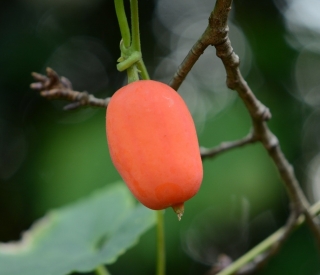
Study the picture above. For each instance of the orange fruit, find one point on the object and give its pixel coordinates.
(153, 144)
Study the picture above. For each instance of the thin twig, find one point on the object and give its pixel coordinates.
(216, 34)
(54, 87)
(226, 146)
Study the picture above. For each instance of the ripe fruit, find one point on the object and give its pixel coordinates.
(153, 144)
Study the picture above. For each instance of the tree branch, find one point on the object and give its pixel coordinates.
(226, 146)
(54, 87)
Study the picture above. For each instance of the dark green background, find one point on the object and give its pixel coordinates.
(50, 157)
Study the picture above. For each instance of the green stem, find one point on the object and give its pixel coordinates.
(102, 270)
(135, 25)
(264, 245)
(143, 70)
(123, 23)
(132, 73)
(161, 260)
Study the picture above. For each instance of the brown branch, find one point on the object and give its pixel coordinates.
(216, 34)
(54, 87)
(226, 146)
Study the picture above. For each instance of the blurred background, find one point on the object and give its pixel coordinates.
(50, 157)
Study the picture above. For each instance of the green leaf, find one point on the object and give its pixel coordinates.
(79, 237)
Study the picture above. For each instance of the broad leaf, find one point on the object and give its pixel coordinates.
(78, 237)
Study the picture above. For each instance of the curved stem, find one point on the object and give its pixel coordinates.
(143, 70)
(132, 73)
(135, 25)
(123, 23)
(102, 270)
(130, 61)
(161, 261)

-=-=-=-=-

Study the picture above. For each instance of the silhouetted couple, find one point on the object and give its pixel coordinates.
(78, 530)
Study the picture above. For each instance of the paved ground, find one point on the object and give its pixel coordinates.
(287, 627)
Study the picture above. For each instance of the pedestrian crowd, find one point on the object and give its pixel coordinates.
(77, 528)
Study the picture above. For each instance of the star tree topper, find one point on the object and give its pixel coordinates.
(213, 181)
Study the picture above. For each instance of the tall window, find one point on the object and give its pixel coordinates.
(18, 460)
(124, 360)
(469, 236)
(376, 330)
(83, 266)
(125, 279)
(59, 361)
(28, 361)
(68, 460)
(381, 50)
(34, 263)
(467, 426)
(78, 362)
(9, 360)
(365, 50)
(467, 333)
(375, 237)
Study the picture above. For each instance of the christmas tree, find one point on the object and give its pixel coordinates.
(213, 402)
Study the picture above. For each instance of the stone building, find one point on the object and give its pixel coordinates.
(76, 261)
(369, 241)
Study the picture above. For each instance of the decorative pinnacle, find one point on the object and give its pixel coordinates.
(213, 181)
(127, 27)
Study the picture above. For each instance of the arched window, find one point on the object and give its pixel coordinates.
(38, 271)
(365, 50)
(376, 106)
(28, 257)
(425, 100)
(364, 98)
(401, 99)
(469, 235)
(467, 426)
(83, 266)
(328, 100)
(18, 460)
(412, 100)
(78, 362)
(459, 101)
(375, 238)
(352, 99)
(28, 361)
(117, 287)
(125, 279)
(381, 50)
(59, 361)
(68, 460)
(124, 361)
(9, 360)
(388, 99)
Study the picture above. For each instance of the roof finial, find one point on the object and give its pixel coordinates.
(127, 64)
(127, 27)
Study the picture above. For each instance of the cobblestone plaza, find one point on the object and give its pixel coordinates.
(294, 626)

-=-=-=-=-

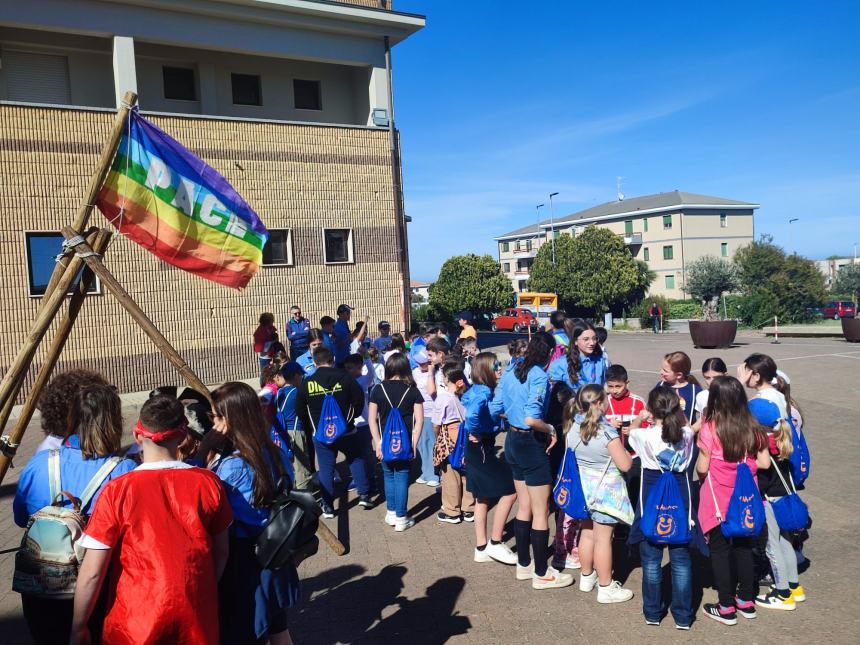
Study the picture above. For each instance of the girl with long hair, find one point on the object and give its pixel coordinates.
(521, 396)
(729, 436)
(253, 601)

-=-=-=-=-

■ **What you should do**
Collect every line in the items above that contains the word "branch", counting only matches with the same case.

■ **Answer to this exercise**
Study the picture above. For each instance of the tree branch, find one point on the object and give its pixel coordinates.
Study the picture above. For each instance of the brown branch, find one point on the object and give its pixel coordinates.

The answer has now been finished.